>> START

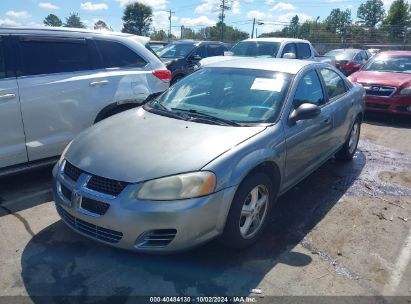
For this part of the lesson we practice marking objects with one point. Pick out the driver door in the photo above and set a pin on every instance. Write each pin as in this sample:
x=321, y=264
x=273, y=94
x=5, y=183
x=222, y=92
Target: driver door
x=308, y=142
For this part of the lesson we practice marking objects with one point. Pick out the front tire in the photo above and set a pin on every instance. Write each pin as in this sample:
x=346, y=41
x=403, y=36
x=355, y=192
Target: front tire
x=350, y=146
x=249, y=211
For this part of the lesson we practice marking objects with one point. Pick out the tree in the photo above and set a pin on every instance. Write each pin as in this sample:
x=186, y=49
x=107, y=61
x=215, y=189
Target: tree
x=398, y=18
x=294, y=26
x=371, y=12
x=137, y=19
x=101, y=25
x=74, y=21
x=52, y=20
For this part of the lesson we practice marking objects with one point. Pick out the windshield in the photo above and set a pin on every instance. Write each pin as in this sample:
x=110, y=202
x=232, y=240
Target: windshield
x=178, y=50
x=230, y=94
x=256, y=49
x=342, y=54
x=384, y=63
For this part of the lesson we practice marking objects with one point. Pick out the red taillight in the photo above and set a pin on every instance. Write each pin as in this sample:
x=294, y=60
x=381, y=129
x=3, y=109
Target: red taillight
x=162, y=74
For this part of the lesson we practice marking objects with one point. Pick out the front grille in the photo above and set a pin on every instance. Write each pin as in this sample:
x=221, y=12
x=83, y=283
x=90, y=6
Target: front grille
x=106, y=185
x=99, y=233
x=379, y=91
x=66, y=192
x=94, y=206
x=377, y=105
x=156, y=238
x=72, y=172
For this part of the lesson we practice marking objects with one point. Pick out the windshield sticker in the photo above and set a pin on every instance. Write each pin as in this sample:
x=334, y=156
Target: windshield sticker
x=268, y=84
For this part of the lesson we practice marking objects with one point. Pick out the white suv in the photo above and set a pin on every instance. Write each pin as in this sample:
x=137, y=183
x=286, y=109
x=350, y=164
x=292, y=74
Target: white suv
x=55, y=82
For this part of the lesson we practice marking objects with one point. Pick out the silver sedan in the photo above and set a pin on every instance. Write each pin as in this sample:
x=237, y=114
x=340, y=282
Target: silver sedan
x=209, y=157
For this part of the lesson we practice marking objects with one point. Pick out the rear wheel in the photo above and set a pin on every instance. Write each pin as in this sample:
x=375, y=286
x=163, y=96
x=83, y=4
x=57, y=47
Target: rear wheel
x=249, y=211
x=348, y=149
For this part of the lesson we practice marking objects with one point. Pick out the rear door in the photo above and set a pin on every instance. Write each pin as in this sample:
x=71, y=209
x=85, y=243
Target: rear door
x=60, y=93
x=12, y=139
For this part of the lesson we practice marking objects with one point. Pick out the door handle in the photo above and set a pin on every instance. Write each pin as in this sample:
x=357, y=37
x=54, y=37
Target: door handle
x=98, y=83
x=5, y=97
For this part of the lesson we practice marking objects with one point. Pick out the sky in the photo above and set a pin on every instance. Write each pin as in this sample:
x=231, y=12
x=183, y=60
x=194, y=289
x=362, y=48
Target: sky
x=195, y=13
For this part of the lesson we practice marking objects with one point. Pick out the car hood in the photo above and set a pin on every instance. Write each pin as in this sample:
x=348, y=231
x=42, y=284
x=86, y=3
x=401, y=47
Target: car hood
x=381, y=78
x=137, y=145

>> END
>> START

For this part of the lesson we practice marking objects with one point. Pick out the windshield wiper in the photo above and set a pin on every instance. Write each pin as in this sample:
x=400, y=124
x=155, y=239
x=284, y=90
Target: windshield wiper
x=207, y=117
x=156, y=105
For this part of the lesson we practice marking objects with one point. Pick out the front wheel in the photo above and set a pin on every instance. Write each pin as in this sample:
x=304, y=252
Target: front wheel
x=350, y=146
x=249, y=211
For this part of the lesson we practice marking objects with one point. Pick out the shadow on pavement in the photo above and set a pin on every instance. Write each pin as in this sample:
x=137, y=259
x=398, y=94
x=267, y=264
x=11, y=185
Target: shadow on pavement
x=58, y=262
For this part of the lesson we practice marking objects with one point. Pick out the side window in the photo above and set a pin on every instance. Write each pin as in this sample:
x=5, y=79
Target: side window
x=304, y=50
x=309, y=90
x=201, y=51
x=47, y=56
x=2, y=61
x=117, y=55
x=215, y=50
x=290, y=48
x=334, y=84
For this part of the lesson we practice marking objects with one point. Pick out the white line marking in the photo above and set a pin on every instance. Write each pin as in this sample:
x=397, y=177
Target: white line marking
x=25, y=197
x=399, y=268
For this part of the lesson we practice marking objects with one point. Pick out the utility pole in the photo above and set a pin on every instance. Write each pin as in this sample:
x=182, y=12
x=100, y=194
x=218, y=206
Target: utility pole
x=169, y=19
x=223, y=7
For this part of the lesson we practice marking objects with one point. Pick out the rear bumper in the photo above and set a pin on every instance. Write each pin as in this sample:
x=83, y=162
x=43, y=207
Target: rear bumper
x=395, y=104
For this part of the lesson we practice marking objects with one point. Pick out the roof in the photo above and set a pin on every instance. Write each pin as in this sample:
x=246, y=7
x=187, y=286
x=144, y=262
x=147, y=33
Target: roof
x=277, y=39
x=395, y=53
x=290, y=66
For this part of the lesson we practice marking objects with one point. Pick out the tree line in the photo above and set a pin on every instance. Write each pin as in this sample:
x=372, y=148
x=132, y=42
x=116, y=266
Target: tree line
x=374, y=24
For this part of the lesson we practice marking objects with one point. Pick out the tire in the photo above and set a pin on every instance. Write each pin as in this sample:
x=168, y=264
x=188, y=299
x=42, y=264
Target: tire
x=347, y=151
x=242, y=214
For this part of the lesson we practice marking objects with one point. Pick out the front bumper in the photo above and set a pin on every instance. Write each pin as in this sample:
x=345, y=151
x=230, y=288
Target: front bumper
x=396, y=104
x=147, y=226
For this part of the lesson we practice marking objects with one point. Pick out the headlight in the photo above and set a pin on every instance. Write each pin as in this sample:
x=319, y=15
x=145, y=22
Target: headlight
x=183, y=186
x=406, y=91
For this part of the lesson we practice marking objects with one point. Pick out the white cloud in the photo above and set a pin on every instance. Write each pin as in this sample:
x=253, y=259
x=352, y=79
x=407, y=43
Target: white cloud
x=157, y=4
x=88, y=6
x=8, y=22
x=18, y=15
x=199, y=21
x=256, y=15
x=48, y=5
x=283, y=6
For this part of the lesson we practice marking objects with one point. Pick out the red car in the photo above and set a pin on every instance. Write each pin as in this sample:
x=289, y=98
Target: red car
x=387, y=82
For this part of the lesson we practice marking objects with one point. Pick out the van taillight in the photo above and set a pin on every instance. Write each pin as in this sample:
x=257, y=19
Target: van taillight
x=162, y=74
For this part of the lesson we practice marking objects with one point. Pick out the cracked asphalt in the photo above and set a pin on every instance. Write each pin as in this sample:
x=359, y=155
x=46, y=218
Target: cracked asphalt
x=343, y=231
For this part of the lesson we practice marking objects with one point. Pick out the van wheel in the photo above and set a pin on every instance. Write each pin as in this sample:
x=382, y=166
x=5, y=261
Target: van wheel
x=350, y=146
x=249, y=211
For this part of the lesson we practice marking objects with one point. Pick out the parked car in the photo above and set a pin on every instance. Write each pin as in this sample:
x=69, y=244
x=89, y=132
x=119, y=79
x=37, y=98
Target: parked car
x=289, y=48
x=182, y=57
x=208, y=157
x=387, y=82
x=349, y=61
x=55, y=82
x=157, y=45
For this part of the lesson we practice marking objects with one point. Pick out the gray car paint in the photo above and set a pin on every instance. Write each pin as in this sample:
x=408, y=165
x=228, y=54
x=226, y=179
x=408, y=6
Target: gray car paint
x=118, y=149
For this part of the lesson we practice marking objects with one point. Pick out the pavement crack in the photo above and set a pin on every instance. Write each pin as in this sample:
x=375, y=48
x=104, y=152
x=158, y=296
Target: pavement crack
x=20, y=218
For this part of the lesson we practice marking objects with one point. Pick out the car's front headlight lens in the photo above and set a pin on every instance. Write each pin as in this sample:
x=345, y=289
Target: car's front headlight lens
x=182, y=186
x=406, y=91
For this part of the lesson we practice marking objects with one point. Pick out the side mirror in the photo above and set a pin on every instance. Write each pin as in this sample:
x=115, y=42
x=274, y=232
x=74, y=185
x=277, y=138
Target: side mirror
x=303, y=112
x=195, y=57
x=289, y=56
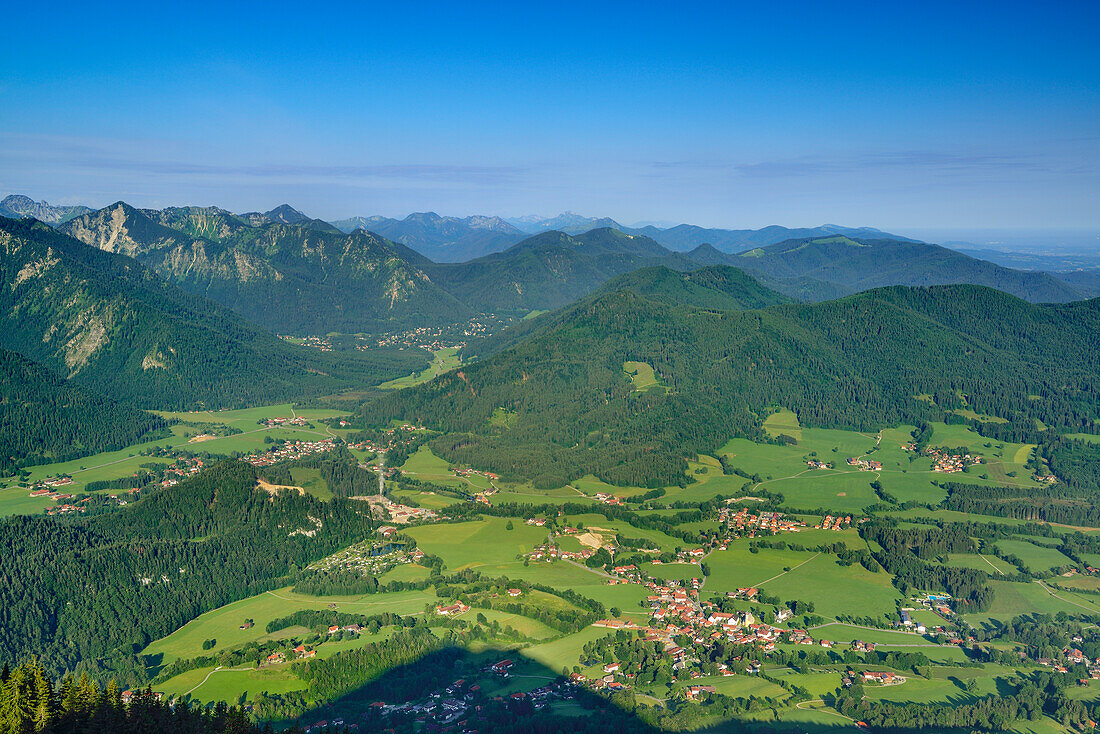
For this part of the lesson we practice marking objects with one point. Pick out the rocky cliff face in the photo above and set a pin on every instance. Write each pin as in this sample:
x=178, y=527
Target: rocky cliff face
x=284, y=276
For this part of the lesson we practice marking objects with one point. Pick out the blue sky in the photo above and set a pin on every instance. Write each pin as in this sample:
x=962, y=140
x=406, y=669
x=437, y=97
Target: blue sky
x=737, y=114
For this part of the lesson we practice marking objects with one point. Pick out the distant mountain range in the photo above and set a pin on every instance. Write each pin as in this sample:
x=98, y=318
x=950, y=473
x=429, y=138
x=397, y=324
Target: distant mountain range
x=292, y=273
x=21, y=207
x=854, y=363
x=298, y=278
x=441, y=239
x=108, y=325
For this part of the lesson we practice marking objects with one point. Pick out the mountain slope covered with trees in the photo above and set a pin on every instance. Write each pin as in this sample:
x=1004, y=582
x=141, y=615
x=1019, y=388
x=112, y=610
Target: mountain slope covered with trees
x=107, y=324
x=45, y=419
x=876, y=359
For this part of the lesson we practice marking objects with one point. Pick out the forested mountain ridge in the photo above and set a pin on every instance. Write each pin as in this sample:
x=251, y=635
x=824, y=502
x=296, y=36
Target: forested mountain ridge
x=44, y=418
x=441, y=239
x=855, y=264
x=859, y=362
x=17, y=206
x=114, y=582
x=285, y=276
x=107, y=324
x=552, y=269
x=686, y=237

>> END

Starting with the line that contains "the rear wheel" and going on through the line that contains "x=195, y=13", reproduce those lines of the items with "lesson" swapped for "session" and everything else left as it is.

* [RESULT OF THIS EXERCISE]:
For this part of the session we practice marking objects with one point. Pick out the rear wheel in the photo above and set a pin on every instance. Write each pin as in this sample:
x=375, y=286
x=163, y=96
x=83, y=4
x=57, y=47
Target: rear wheel
x=249, y=211
x=348, y=149
For this part of the session we practice marking objects with one point. Pick out the rear door in the photo above and set a pin on every instance. Write each pin as in this sample:
x=71, y=209
x=85, y=243
Target: rear door
x=60, y=93
x=12, y=139
For this part of the session we practice marking objects with one point. Pick out the door handle in the photo above and set a pin on every instance. Write each pin as in this sample:
x=357, y=37
x=54, y=37
Target: door handle
x=98, y=83
x=5, y=97
For this part of the session we practice marking objects with one point. Pick out the sky in the photo above and set a pin on every instance. Write each pin as in this sample:
x=231, y=12
x=183, y=60
x=194, y=289
x=362, y=48
Target: sky
x=195, y=13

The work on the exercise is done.